**WHAT THE TASK REQUIRES**
Copy the records below word for word, from the line containing "position per instance" through the end of the records.

Dataset excerpts on pointing at objects:
____

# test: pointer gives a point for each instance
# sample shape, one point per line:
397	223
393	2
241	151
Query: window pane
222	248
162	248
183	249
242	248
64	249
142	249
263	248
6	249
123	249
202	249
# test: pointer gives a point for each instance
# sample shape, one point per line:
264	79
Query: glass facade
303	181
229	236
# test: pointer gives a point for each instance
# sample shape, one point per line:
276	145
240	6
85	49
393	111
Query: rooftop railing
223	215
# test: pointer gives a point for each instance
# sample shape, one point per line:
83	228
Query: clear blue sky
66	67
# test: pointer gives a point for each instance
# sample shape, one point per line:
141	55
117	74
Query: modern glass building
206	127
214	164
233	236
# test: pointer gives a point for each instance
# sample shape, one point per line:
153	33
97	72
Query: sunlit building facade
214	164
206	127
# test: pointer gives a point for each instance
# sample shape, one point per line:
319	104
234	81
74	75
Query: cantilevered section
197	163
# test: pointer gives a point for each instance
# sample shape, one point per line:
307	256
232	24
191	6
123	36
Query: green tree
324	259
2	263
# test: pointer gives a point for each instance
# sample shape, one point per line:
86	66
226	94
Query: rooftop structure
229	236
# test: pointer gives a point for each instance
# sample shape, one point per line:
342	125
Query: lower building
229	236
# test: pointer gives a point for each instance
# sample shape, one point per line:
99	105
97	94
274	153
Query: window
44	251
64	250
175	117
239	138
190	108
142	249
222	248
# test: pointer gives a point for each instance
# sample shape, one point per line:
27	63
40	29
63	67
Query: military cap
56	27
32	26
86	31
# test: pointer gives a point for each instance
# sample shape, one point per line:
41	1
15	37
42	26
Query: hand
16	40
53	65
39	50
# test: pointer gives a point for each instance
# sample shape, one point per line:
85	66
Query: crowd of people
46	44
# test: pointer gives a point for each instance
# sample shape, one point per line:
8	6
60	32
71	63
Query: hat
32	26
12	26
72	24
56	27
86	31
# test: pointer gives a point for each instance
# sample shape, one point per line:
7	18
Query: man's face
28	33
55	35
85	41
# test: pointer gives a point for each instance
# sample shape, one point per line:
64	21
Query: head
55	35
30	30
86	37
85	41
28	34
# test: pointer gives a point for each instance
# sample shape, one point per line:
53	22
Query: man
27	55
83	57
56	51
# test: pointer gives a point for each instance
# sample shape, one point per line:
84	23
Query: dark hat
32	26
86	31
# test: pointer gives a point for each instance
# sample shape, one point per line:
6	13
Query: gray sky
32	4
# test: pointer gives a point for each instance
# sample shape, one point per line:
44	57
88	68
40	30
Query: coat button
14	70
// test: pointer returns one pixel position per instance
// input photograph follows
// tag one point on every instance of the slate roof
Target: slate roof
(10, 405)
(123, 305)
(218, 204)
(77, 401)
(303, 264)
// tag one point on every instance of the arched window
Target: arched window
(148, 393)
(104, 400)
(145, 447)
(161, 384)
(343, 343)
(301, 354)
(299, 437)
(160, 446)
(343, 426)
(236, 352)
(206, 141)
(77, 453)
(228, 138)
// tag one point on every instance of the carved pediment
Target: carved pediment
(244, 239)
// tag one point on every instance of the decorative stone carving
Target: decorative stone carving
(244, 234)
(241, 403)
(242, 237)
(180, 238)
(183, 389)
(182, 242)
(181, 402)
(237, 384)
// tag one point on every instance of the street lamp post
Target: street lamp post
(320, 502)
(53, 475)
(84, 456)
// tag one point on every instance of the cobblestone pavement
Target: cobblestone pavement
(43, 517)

____

**THE REPLY**
// test: pointer returns one pixel position per instance
// input photograph follows
// tag one point on every instance of the slate roof
Target: slate roof
(10, 405)
(123, 305)
(218, 204)
(77, 401)
(303, 264)
// tag one point on every instance of the arched window
Target: arched window
(148, 393)
(104, 400)
(145, 447)
(161, 384)
(343, 343)
(301, 354)
(299, 437)
(160, 446)
(343, 426)
(236, 352)
(206, 141)
(77, 453)
(228, 138)
// tag one point on every instance of the carved pediment
Target: carved pediment
(244, 239)
// tag one point on every instance of the decorative stone carving
Target: decorative stone carving
(244, 234)
(241, 403)
(242, 237)
(180, 238)
(183, 389)
(182, 242)
(181, 402)
(237, 384)
// tag one point on every instance of the street lamp post
Target: street lamp post
(320, 502)
(53, 475)
(84, 456)
// tag one point on every instance of the cobblestone pavement
Target: cobblestone pavement
(43, 517)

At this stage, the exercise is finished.